Image point grounding data ▸
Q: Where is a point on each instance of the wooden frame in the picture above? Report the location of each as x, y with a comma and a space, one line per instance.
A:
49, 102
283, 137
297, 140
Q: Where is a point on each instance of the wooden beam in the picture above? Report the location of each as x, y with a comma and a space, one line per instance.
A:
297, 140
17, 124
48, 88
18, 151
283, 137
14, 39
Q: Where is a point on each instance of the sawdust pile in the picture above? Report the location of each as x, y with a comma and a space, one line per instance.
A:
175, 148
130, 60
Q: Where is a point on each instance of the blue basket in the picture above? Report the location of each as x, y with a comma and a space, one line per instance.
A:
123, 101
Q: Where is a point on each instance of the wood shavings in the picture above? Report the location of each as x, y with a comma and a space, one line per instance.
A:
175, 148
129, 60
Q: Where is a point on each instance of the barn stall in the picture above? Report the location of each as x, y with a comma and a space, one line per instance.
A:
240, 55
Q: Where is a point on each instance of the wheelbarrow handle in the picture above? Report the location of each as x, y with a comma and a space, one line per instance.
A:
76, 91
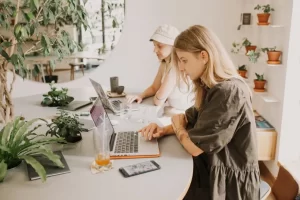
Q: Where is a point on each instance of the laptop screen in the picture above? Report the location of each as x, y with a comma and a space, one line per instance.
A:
98, 113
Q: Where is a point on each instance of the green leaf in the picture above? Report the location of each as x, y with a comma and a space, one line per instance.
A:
6, 133
3, 170
40, 170
6, 44
4, 148
30, 15
36, 3
20, 134
52, 64
32, 29
4, 54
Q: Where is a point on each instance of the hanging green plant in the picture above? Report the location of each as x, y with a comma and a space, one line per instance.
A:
56, 97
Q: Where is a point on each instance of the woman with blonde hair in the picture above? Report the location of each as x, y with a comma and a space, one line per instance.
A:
219, 131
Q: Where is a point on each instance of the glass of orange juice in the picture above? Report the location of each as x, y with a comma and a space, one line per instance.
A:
101, 146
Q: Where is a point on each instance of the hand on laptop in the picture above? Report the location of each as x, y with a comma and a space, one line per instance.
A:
136, 98
152, 131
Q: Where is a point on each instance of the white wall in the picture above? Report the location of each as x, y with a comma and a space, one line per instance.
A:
134, 62
290, 132
133, 59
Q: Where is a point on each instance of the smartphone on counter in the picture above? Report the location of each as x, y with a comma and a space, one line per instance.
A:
139, 168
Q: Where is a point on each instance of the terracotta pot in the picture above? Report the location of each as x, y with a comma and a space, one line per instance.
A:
242, 73
249, 48
259, 84
263, 18
274, 55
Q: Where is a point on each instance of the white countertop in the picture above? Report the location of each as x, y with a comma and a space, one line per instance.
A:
170, 182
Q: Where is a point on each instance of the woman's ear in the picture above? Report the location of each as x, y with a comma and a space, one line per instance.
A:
204, 56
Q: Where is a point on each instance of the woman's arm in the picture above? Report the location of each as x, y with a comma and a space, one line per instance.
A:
179, 124
166, 88
152, 89
186, 142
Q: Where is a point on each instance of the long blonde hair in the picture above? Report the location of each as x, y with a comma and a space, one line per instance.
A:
219, 66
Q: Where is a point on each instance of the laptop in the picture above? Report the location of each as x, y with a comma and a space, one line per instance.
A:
125, 144
50, 168
112, 105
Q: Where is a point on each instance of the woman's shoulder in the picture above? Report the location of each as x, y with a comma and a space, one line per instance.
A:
231, 87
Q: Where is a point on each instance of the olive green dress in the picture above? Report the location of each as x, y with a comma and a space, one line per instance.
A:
224, 128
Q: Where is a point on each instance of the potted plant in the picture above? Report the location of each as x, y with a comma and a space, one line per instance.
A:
66, 126
273, 55
20, 142
246, 43
242, 71
38, 16
253, 56
259, 83
56, 97
263, 18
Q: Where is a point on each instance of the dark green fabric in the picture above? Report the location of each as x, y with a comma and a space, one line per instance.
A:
224, 128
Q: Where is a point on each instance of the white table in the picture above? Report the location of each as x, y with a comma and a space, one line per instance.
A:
170, 182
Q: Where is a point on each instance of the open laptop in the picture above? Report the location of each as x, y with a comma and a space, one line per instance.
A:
112, 105
125, 144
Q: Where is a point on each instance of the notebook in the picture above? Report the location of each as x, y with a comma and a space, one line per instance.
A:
50, 167
75, 105
112, 105
125, 144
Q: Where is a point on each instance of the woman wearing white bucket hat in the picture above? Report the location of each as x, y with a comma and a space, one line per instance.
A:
164, 87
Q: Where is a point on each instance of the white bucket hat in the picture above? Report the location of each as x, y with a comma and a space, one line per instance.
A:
165, 34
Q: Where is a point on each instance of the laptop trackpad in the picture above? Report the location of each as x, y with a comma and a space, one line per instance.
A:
148, 147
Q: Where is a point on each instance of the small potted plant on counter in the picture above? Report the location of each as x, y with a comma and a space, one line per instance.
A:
253, 56
242, 71
259, 83
20, 142
56, 97
246, 43
66, 126
273, 55
263, 17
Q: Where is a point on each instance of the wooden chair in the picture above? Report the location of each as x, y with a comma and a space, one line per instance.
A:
265, 190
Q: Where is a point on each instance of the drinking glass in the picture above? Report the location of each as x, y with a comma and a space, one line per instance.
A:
102, 151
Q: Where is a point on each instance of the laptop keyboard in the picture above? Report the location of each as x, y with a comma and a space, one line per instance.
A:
116, 104
127, 142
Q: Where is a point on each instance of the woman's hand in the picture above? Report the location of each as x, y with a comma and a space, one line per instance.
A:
152, 131
136, 98
179, 123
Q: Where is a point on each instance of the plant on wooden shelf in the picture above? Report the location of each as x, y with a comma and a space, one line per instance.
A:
263, 17
246, 43
242, 71
273, 55
52, 14
66, 126
259, 83
253, 56
19, 141
56, 97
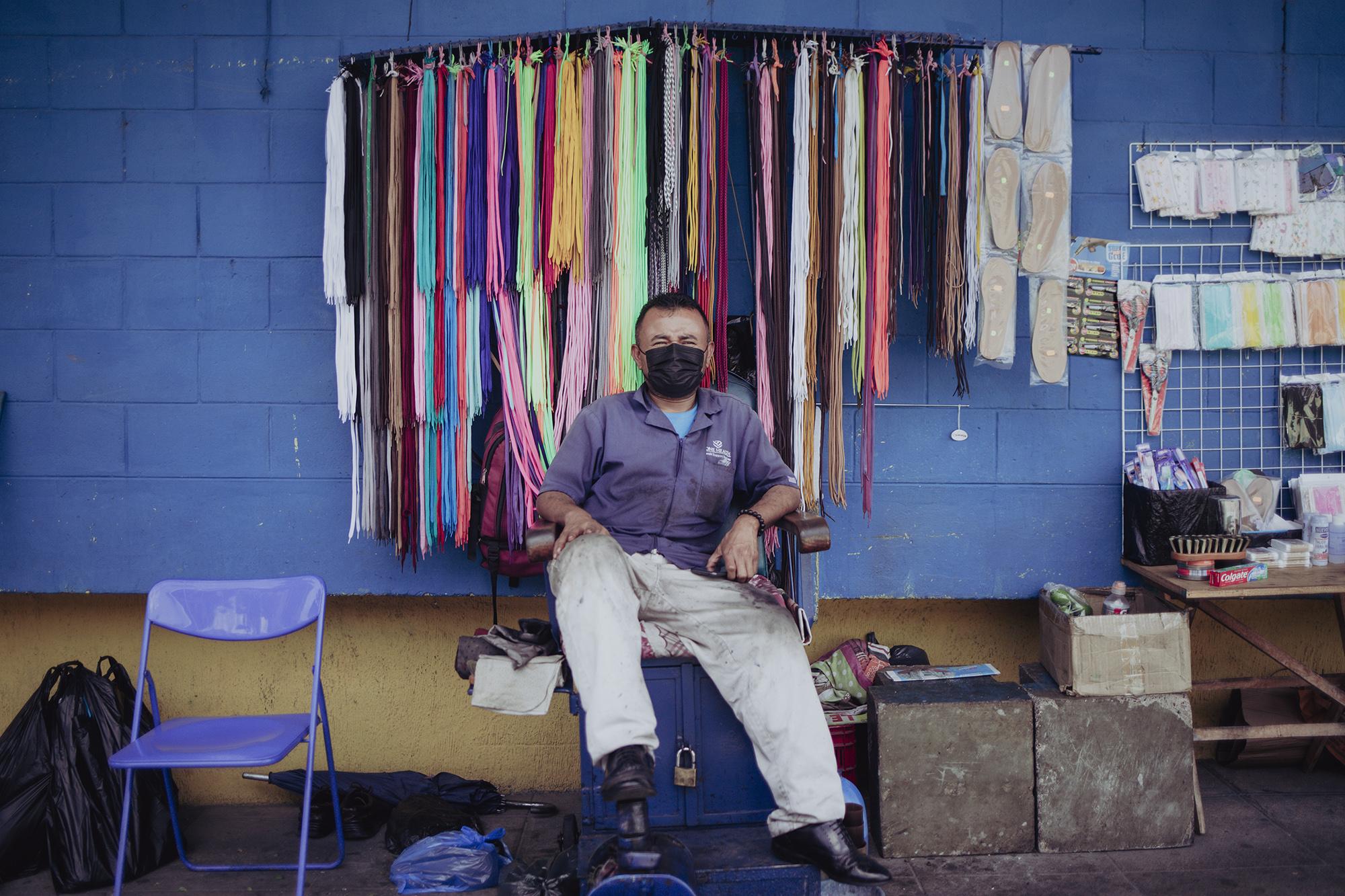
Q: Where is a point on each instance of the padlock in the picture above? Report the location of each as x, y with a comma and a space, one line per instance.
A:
684, 775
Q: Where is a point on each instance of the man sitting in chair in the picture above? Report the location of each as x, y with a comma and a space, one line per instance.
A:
642, 486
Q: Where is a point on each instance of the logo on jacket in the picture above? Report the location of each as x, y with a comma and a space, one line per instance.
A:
719, 454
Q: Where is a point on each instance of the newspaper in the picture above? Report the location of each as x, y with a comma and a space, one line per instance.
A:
937, 673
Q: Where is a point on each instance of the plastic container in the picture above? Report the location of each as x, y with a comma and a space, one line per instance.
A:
1336, 540
1319, 536
1117, 603
845, 741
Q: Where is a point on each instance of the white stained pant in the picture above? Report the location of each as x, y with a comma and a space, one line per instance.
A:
744, 641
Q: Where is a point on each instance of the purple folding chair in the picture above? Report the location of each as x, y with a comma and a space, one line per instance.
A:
227, 610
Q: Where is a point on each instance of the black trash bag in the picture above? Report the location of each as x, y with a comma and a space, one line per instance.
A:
424, 815
25, 780
1151, 517
89, 720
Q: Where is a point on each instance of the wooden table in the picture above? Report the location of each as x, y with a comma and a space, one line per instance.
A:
1321, 583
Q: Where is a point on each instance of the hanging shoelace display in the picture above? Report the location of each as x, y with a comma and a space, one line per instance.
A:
497, 216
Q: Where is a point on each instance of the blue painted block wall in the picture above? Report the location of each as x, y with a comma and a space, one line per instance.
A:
167, 353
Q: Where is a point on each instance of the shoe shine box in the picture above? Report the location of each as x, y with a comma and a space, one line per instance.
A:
1145, 651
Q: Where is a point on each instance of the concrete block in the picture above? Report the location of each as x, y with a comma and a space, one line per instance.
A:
297, 295
1331, 111
198, 147
229, 73
1265, 91
26, 366
267, 366
1253, 26
953, 766
340, 17
91, 438
309, 442
26, 228
1094, 385
262, 220
1312, 28
1104, 24
122, 534
53, 294
1104, 171
127, 366
898, 553
54, 17
913, 444
197, 440
841, 14
470, 19
126, 220
1113, 772
973, 18
297, 147
1038, 446
89, 142
24, 73
197, 17
122, 73
1094, 214
1169, 87
190, 294
591, 13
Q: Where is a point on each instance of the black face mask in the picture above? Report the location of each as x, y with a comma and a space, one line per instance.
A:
675, 372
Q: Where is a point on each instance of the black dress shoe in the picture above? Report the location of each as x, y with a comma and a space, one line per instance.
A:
629, 774
828, 846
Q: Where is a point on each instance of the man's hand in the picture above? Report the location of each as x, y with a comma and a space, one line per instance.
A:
738, 551
576, 524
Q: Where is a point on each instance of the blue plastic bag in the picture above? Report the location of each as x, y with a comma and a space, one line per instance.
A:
853, 795
451, 862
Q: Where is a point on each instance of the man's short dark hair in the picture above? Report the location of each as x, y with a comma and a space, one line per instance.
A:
670, 302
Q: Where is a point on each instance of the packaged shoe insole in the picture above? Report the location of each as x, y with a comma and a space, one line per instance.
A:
999, 294
1050, 362
1046, 249
1003, 197
1048, 124
1004, 101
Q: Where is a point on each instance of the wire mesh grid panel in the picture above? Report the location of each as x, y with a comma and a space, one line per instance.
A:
1141, 218
1223, 407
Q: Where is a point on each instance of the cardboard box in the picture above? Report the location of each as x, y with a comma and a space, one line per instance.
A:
1147, 651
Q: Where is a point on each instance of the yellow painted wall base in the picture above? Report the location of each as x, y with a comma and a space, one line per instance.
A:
396, 701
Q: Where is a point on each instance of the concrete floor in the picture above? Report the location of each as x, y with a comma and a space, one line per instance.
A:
1273, 830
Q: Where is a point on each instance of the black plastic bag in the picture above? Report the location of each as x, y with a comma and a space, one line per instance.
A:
424, 815
1151, 517
88, 720
25, 782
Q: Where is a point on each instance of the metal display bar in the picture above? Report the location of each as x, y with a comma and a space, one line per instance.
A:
732, 32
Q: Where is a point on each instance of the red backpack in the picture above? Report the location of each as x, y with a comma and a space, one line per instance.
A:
490, 514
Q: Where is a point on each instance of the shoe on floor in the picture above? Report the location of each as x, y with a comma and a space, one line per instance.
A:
629, 774
828, 846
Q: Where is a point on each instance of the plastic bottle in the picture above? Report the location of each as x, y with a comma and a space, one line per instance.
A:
1317, 534
1117, 604
1336, 541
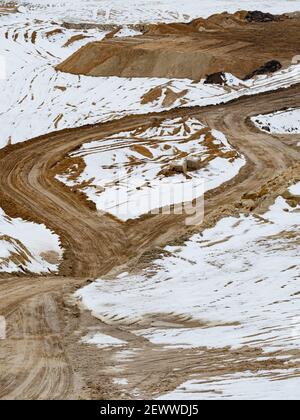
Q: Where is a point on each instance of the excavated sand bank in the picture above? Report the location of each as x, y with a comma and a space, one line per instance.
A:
220, 43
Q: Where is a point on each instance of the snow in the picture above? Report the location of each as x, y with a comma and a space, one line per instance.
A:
281, 122
142, 11
37, 100
102, 340
238, 279
235, 286
23, 245
247, 386
127, 182
295, 189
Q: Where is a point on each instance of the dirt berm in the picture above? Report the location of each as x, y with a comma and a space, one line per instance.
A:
229, 43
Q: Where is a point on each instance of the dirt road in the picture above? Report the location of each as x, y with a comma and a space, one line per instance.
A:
41, 357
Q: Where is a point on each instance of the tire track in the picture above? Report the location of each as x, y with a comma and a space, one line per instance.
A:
36, 360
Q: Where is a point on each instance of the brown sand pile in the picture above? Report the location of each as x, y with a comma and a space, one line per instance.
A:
223, 42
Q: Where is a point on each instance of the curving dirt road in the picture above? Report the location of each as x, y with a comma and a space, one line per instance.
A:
41, 357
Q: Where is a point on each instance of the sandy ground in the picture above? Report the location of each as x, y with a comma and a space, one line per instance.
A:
42, 356
220, 43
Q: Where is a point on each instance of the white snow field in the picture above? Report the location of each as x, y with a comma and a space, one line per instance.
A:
102, 340
123, 174
259, 386
281, 122
238, 280
143, 11
36, 99
27, 247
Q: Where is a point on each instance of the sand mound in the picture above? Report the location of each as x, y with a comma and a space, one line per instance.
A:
228, 43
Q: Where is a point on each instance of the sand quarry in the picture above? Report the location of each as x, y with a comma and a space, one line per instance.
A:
104, 294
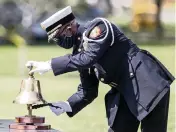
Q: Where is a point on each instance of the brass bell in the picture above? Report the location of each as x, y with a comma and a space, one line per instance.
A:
30, 92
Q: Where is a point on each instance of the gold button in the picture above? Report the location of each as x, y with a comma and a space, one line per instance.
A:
95, 69
79, 50
102, 79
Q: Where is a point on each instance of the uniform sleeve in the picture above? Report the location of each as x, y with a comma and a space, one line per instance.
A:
84, 59
87, 92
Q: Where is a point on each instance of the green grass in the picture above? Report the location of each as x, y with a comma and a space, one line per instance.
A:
90, 119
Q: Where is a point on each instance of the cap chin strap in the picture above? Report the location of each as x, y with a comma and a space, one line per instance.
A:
106, 22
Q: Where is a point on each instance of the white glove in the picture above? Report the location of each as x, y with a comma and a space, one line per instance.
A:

Your task ▸
The answer is a number only: how many lines of the data above include "chair"?

Task answer ▸
3